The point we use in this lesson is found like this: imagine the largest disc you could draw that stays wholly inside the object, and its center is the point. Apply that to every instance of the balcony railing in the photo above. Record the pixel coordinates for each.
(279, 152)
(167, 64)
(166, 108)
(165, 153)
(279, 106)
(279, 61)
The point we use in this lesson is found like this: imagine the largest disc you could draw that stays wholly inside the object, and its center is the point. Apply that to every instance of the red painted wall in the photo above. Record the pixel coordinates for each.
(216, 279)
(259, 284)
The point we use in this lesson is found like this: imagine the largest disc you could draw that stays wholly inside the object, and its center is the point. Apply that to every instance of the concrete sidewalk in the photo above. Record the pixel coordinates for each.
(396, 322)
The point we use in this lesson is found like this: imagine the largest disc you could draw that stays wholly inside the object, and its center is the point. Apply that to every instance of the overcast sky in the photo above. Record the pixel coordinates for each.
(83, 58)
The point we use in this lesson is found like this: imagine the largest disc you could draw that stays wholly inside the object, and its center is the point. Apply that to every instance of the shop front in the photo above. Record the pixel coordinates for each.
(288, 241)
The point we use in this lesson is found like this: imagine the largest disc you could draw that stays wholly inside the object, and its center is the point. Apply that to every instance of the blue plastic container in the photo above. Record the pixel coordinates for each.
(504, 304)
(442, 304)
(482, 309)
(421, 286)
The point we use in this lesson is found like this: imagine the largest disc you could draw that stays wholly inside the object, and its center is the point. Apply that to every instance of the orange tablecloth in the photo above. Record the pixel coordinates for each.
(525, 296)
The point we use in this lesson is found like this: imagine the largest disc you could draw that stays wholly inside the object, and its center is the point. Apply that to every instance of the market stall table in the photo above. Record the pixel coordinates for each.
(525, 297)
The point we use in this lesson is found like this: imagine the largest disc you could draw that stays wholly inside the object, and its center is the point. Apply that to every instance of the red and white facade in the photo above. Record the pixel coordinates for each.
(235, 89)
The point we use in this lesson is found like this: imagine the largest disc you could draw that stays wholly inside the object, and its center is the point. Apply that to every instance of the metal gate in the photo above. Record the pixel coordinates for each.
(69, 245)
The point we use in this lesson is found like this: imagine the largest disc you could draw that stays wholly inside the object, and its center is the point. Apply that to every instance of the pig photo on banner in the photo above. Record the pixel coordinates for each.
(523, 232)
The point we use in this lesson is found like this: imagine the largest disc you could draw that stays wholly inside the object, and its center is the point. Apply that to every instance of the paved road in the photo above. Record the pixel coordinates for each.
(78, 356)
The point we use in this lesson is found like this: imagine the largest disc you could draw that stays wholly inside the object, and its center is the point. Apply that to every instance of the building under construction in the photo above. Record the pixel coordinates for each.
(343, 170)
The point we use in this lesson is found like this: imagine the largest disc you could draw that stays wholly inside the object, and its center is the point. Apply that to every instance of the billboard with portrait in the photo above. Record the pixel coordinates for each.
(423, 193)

——

**INSTRUCTIONS FOR THE TASK:** What do the records say? Quote them all exactly.

**REPLY TO THE EXERCISE:**
The point we use in this lesson is found like this: imagine the largest disc you could draw that stays wholly inside the object, and its center is the point. Apply that to every instance of the balcony railing in the photo above. Record the pixel coordinates for each.
(279, 152)
(167, 64)
(166, 108)
(165, 153)
(279, 106)
(279, 61)
The point we use in this lesson is found like this: imagine the largest disc you could draw that stays wholly inside the object, and its center is the point. Apply that to every instance of the red painted wall in the photo above. Record the pixel coordinates for each.
(216, 279)
(259, 284)
The point we use in this lesson is found like this: imagine the largest disc you could draw that stays wholly inside the object, and its center is the point. Apply that to every instance of the concrete sidewalk in the photo above. Record the pixel coordinates for each.
(396, 322)
The point we use in this lesson is found like this: imagine the largest disc you could draw that stays wholly inside the object, and its center is the point. Apply that to every instance of the overcast sky in the photo above. Record the pixel coordinates for each.
(83, 58)
The point we use in this lesson is found like this: imagine the largest disc you could draw that stays wholly inside the object, and its center is the point. Apply that to every instance of the shop front in the photo above. Record the pixel coordinates for each.
(288, 241)
The point we use in this lesson is found like this: imagine the largest disc you could draw that stays wholly inside the object, and its center is the point. Apply that to every instance of the blue plastic container in the photo above. Record the pixel coordinates for each.
(504, 304)
(442, 304)
(482, 309)
(421, 286)
The point we use in this lesson is found like this: imagine the largest disc you could draw that stays wholly inside the object, and its center is the point. Apply that to every instance of the orange tablecloth in the photo above. Record the pixel coordinates for each.
(525, 296)
The point we use in this lesson is found like this: imagine the largest disc you could draw that stays wholly inside the object, and its center is the point. Apply that to every instance of the market stall table in the photo above. Record the pixel coordinates for each.
(525, 297)
The point we use in this lesson is found like this: imagine the largest disc you could draw that stays wholly inside the object, and its center is the point. Apply that to every instance of the red and white facade in the photo above. Record the pixel coordinates for each.
(235, 89)
The point we use in this lesson is found like this: imagine the largest disc you could draw that stays wholly inside the object, and its center is the point. Apply that to every instance of the metal gate in the photo above. Record the pixel coordinates for each.
(69, 245)
The point we use in this lesson is found like this: imagine the largest disc you could draw that stays wholly inside the object, and its center is the point. Apply that to every instance of the pig photo on banner in the photo above. Record the pixel coordinates for each.
(523, 232)
The point we use in this lesson is found like this: imagine the largest disc you could draw that stays wholly inside the object, and its center is the point. Apply that to every instance of the paved road in the photo above. Record the pixel coordinates for each.
(78, 356)
The point we use in this lesson is found like this: imagine the largest disc you could draw that stays wholly inside the object, and its center is the point. Apply that to every instance of the building under construction in the photo above. Record the pixel coordinates for each.
(343, 170)
The point we use in this lesson is found like this: imagine the largest disc you could draw that stays wholly inside the object, and its center is the point. Apply that to every instance of the billboard with portrait in the photo above. Record the pixel coordinates for each.
(423, 193)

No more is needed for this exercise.